*Série de tâches*
- a) Traduisez en anglais cette phrase du récit de voyage à La Ramada : « Le chemin rocheux et parfois boueux s’ouvre sur des abimes qui dépassent les 500 m. »
- b) Rédigez la suite du récit de voyage à La Ramada en partant de ses derniers mots.

*Extrait présenté*
---

Nous voyageons jusqu’à La Ramada pour
visiter Don César Burga, un habitant de la communauté coordinateur des
Bibliothèques Rurales, pour saluer et converser avec ceux qui fréquentent sa
bibliothèque.
Le chemin rocheux et parfois boueux s’ouvre
sur des abimes qui dépassent les 500 m. En arrivant, nous passons au petit
village de Corralcucho où Doña Rosa, la mère de César, et Doña Elidia, sa sœur,
nous accueillent avec de délicieux humitas
(ndt : semblables à des tamales,
pâte garnie réalisée à base de maïs moulu) faits récemment avec le maïs de
sa ferme.
Tandis que nous nous reposons en observant
le paysage idyllique dans lequel ils vivent, nous restons surpris par le
courage d’une petite poule qui insiste pour se battre avec un autre plus grand
en âge et en taille. Son audace le laisse pratiquement sans plumes, mais cela
n’affecte en rien son courage… Il nous montre que l’attitude est la moitié de
la bataille.
Pendant la soirée, la reunión dans la
maison de don César a comencé comme toutes les bonnes réunions: en “s’armant”

---

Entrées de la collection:
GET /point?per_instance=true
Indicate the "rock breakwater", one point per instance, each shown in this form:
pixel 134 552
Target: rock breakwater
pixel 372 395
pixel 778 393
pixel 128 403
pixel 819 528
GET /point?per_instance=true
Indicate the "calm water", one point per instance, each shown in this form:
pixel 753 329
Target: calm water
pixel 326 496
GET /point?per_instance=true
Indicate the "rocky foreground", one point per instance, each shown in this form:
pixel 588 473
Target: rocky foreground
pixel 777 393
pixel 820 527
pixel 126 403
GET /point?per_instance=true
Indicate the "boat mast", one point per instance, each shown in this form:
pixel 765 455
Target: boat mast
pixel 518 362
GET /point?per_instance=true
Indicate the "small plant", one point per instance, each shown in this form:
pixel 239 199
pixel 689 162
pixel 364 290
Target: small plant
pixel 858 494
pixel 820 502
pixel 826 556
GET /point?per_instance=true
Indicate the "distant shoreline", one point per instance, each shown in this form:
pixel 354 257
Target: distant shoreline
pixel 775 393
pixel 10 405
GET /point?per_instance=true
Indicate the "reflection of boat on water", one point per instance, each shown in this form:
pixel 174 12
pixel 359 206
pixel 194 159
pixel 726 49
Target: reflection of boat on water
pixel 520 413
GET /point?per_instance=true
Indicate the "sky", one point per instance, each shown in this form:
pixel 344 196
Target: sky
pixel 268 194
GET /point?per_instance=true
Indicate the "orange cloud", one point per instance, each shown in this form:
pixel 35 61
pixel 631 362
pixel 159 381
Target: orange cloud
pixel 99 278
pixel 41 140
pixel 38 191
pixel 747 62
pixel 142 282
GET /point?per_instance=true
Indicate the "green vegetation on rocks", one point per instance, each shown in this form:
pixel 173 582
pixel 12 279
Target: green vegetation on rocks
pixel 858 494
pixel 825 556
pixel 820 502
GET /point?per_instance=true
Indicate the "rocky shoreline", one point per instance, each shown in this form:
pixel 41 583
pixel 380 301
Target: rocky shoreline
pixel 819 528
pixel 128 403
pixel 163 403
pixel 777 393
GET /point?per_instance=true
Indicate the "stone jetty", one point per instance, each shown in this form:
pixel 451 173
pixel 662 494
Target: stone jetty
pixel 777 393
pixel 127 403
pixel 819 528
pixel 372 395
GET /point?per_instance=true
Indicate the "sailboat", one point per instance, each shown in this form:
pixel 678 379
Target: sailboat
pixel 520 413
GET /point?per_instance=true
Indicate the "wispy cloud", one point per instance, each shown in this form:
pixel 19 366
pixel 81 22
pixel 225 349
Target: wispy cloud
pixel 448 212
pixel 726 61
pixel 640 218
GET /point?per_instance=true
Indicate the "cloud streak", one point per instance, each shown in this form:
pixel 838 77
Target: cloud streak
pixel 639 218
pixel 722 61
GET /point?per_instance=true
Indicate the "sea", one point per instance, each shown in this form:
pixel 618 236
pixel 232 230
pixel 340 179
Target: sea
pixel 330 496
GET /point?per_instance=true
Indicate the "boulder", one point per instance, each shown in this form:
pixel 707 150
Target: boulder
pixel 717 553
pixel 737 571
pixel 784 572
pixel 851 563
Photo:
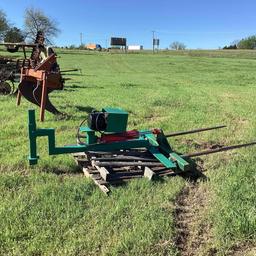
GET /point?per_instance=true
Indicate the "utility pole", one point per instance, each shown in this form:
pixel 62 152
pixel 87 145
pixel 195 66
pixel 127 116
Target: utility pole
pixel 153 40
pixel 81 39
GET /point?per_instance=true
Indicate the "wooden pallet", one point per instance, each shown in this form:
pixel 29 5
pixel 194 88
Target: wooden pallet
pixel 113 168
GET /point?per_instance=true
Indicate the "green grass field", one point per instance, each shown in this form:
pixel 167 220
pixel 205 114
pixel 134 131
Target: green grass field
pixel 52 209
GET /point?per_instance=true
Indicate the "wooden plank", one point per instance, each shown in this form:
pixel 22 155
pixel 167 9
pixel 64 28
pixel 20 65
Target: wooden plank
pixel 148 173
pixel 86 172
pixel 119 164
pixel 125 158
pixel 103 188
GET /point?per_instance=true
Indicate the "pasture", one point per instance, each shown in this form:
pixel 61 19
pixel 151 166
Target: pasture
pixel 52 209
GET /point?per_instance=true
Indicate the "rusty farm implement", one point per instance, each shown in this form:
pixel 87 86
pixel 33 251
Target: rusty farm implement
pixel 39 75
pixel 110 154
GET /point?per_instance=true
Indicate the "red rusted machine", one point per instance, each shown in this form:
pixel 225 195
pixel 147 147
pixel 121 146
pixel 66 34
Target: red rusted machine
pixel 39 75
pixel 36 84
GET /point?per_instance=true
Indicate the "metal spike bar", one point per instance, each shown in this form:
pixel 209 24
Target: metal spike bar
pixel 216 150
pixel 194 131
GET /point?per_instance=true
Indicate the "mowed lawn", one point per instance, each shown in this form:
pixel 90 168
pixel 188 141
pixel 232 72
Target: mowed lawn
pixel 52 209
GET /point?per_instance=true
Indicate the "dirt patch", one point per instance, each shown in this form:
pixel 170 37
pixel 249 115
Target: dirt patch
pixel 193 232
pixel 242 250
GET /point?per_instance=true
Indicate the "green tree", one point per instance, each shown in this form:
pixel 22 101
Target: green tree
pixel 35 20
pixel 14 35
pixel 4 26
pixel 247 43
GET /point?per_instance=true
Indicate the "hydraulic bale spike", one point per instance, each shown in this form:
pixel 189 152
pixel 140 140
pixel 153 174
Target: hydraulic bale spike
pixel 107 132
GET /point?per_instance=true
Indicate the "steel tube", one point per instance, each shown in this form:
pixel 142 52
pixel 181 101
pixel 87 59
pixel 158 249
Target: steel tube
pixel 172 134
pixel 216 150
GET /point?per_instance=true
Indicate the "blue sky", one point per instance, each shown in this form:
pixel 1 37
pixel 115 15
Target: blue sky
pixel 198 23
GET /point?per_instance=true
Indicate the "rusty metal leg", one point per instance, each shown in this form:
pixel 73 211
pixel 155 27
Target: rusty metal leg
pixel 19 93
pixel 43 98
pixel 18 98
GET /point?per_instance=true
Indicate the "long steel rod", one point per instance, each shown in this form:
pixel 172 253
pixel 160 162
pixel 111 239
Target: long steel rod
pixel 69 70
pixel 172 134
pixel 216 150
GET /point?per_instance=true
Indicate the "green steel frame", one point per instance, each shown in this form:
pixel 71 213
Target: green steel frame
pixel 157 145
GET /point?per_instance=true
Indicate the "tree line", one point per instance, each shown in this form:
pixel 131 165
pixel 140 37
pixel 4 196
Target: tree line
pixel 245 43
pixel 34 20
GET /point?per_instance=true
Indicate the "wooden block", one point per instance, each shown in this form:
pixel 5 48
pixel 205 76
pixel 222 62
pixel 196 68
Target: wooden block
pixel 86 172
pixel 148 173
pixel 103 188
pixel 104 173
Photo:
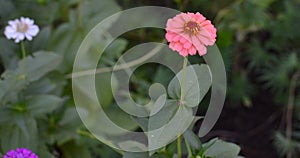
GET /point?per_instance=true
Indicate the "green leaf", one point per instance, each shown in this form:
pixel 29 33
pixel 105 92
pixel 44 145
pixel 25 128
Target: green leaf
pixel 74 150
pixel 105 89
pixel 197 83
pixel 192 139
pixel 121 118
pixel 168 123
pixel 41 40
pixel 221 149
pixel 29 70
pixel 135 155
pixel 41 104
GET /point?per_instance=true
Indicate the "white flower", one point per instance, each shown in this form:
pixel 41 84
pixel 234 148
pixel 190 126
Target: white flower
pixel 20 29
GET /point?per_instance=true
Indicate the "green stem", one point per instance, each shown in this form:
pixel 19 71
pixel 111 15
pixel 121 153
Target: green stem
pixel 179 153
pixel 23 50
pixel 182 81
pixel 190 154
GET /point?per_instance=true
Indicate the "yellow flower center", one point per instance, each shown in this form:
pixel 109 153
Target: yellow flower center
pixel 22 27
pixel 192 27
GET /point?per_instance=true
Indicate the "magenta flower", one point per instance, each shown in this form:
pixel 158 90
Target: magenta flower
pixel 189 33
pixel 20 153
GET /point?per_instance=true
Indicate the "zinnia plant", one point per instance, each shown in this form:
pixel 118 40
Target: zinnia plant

---

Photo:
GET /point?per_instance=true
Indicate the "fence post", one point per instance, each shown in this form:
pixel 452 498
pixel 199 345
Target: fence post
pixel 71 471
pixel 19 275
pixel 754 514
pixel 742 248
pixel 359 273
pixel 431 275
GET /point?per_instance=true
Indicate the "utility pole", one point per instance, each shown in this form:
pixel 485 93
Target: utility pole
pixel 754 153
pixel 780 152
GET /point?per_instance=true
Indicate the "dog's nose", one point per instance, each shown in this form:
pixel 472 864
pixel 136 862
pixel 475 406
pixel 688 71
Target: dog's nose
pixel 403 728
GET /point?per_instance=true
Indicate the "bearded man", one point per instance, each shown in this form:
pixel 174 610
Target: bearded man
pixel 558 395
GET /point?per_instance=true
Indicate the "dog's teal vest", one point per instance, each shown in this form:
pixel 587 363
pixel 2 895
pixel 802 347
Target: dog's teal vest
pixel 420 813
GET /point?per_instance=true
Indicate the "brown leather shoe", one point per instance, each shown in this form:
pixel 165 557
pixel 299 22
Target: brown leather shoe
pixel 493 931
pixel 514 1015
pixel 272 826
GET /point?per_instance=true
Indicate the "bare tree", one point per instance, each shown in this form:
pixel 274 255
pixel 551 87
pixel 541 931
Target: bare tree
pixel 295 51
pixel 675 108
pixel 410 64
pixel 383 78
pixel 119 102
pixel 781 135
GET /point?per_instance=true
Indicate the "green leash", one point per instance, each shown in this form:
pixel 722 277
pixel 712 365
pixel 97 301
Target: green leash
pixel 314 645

---

*Réponses à l'exercice*
- a) The rocky and sometimes muddy path opens onto chasms deeper than 500 m.

- b)
d’une boule de feuilles de coca, cultivées dans leurs petites fermes et libres
de toxines, une attention qui devient tristement moins commune, à cause de la
pression des grandes industries agrochimiques pour inonder les cultures de
pesticides. L’attrait d’une production facile et rapide domine parfois la
connaissance de ce que les remèdes naturels et la production organique – qui
ont persévéré durant de nombreux siècles – sont l’unique méthode sûre pour
garantir la survivance de l’art de l’agriculture et la souveraineté alimentaire
face à l’essai de domination du système.
Cette conversation nous amène au thème
similaire du tabac et comment les cigarettes qui prévalent aujourd’hui sur le
marché sont plein de poisons et contiennent des propriétés addictives. Les
habitants se souviennent du temps où la production et la préparation de tabac
sauvage était une pratique habituelle au sein de la communauté, sans toxines,
et emplie des propriétés naturelles de la plante. La conversation animée nous
laisse avec le désir d’en apprendre plus, et les étincelles dans les yeux
d’Alfredo nous disent qu’un autre livre a commencé à s’écrire.
En réponse à une invitation des habitants,
Alfredo a expliqué un peu plus le concept des Bibliothèques Rurales, c’est à
dire, le mouvement constant des libres au lieu de leur repos dans des espaces stagnants,
et l’importance du livre en milieu rural. Il a parlé de comment nous sommes en
train de perdre la connection avec nos ancêtres et avec notre communauté: “ Le temps trahit la mémoire”, nous a t-il
dit, et il s’est souvenu d’un proverbe approprié : « Celui qui ne se souvient pas de son passé
est destiné à trébucher sur la même pierre ».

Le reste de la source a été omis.